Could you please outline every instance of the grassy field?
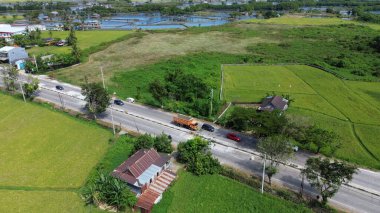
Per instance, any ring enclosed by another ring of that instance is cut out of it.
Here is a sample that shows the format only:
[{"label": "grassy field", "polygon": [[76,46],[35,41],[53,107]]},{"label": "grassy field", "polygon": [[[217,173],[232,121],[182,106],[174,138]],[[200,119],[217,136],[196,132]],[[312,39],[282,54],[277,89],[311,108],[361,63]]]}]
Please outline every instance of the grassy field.
[{"label": "grassy field", "polygon": [[7,23],[8,21],[16,21],[24,19],[24,16],[7,16],[7,15],[0,15],[0,23]]},{"label": "grassy field", "polygon": [[0,93],[0,212],[99,212],[78,195],[111,132]]},{"label": "grassy field", "polygon": [[0,190],[0,212],[106,212],[84,206],[75,192]]},{"label": "grassy field", "polygon": [[178,180],[153,208],[171,212],[311,212],[309,209],[269,195],[262,195],[219,175],[179,174]]},{"label": "grassy field", "polygon": [[378,96],[373,95],[380,83],[343,81],[304,65],[225,65],[223,70],[226,101],[257,102],[272,91],[289,94],[294,98],[290,113],[309,116],[319,126],[340,135],[343,144],[335,156],[380,168],[380,152],[375,142],[380,109]]},{"label": "grassy field", "polygon": [[[79,48],[81,50],[86,50],[88,48],[100,45],[104,42],[109,42],[116,40],[123,36],[133,33],[133,31],[76,31],[76,36],[78,38]],[[68,31],[52,31],[53,38],[66,39],[69,35]],[[50,37],[49,32],[42,33],[43,38]],[[28,53],[31,55],[48,54],[48,53],[70,53],[71,47],[56,47],[56,46],[45,46],[45,47],[33,47],[28,49]]]},{"label": "grassy field", "polygon": [[371,27],[375,30],[380,30],[379,24],[371,24],[350,20],[343,20],[341,18],[311,18],[305,16],[286,15],[279,18],[271,19],[250,19],[246,22],[258,23],[258,24],[283,24],[293,26],[315,26],[315,25],[340,25],[340,24],[357,24]]},{"label": "grassy field", "polygon": [[0,94],[0,187],[80,187],[111,133]]}]

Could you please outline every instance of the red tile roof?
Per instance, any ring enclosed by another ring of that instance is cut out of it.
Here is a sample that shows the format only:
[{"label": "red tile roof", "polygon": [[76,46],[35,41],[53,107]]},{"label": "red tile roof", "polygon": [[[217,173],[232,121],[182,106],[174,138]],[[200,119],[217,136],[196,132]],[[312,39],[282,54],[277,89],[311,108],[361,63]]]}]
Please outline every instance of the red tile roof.
[{"label": "red tile roof", "polygon": [[162,167],[169,159],[170,156],[159,154],[154,149],[140,149],[118,166],[111,175],[133,185],[152,164]]}]

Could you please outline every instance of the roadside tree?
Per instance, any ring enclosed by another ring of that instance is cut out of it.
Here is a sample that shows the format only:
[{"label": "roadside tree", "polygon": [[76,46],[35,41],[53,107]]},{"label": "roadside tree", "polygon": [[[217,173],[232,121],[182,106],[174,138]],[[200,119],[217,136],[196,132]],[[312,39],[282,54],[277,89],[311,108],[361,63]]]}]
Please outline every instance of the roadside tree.
[{"label": "roadside tree", "polygon": [[322,204],[327,204],[327,199],[334,196],[343,183],[352,180],[356,173],[356,167],[325,158],[309,158],[302,174],[307,178],[310,185],[322,196]]},{"label": "roadside tree", "polygon": [[172,153],[172,140],[168,135],[162,133],[154,138],[154,148],[159,152]]},{"label": "roadside tree", "polygon": [[269,160],[270,164],[265,171],[271,184],[272,176],[278,172],[280,162],[287,161],[293,156],[292,144],[285,136],[275,135],[261,139],[257,148],[262,156],[266,156]]},{"label": "roadside tree", "polygon": [[34,92],[38,89],[38,84],[40,83],[37,78],[30,78],[29,82],[30,83],[24,83],[22,86],[26,98],[31,98],[33,96]]},{"label": "roadside tree", "polygon": [[150,149],[154,145],[154,138],[149,134],[140,135],[136,139],[135,151],[139,149]]},{"label": "roadside tree", "polygon": [[6,90],[13,92],[17,90],[18,70],[13,66],[6,66],[3,70],[3,82]]},{"label": "roadside tree", "polygon": [[82,95],[85,96],[86,109],[96,119],[96,114],[105,112],[110,105],[111,97],[98,83],[86,83],[82,86]]},{"label": "roadside tree", "polygon": [[322,148],[328,147],[334,152],[339,147],[339,137],[332,131],[312,127],[306,131],[306,142],[309,146],[316,146],[316,153]]},{"label": "roadside tree", "polygon": [[195,175],[216,174],[221,166],[213,158],[209,148],[210,143],[201,138],[194,138],[178,145],[178,161],[186,164],[188,171]]}]

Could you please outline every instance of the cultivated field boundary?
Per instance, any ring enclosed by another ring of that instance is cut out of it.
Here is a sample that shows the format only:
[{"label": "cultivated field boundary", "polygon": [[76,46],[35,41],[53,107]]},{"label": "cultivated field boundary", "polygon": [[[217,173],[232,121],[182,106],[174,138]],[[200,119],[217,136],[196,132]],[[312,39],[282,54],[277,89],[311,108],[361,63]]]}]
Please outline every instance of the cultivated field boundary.
[{"label": "cultivated field boundary", "polygon": [[322,70],[324,72],[327,72],[327,73],[330,73],[332,75],[334,75],[335,77],[341,79],[341,80],[346,80],[346,81],[362,81],[362,82],[380,82],[380,80],[366,80],[366,79],[349,79],[349,78],[346,78],[344,76],[342,76],[341,74],[333,71],[333,70],[330,70],[330,69],[327,69],[323,66],[320,66],[318,64],[305,64],[305,63],[278,63],[278,64],[250,64],[250,63],[247,63],[247,64],[221,64],[220,66],[220,70],[221,70],[221,78],[220,78],[220,93],[219,93],[219,100],[223,100],[223,86],[224,86],[224,66],[291,66],[291,65],[305,65],[305,66],[309,66],[309,67],[313,67],[313,68],[316,68],[316,69],[319,69],[319,70]]},{"label": "cultivated field boundary", "polygon": [[[348,79],[348,78],[345,78],[343,77],[342,75],[332,71],[332,70],[329,70],[327,68],[324,68],[322,66],[319,66],[317,64],[304,64],[304,63],[279,63],[279,64],[250,64],[250,63],[247,63],[247,64],[222,64],[221,65],[221,85],[220,85],[220,101],[222,101],[224,98],[224,94],[223,94],[223,86],[224,86],[224,66],[292,66],[292,65],[304,65],[304,66],[309,66],[309,67],[312,67],[312,68],[315,68],[315,69],[319,69],[319,70],[322,70],[324,72],[327,72],[329,74],[332,74],[334,75],[335,77],[337,77],[339,80],[341,80],[344,84],[344,86],[347,87],[347,89],[349,89],[350,91],[352,91],[353,93],[356,94],[355,91],[353,91],[351,88],[349,88],[344,81],[362,81],[362,80],[353,80],[353,79]],[[353,122],[346,114],[344,114],[341,110],[339,110],[333,103],[331,103],[330,101],[328,101],[324,96],[322,96],[319,92],[317,92],[309,83],[307,83],[305,80],[303,80],[302,78],[300,78],[295,72],[293,72],[300,80],[302,80],[305,84],[307,84],[310,88],[312,88],[314,90],[314,92],[316,92],[316,94],[318,96],[320,96],[321,98],[323,98],[325,101],[327,101],[327,103],[329,103],[332,107],[334,107],[338,112],[340,112],[340,114],[342,114],[347,120],[342,120],[342,119],[339,119],[341,120],[342,122],[348,122],[350,124],[350,127],[351,127],[351,130],[353,131],[353,135],[354,137],[356,138],[357,142],[359,142],[359,145],[364,149],[364,151],[372,158],[374,159],[375,161],[377,162],[380,162],[380,159],[378,157],[376,157],[375,154],[373,154],[371,152],[371,150],[366,146],[366,144],[362,141],[362,139],[359,137],[359,135],[357,134],[356,132],[356,129],[355,129],[355,124],[363,124],[363,125],[371,125],[371,124],[364,124],[364,123],[356,123],[356,122]],[[380,80],[377,80],[377,81],[362,81],[362,82],[380,82]],[[360,99],[363,99],[363,101],[365,102],[368,102],[366,101],[363,97],[361,97],[360,95],[358,95]],[[234,104],[239,104],[239,103],[247,103],[247,102],[238,102],[238,101],[234,101],[233,102]],[[378,107],[376,107],[378,109]],[[321,112],[316,112],[316,113],[320,113],[322,115],[325,115],[324,113],[321,113]],[[332,118],[335,118],[333,116],[330,116]],[[380,125],[371,125],[371,126],[377,126],[377,127],[380,127]]]}]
============================================================
* _TASK GOAL_:
Go through the listing above and locate each line that holds the word "Could". Copy those lines.

* _ANSWER TO THIS EXERCISE_:
Could you please outline every instance of the grassy field?
Could you please outline every instance of the red tile roof?
Could you please outline every instance of the roadside tree?
Could you please outline every instance of the cultivated field boundary?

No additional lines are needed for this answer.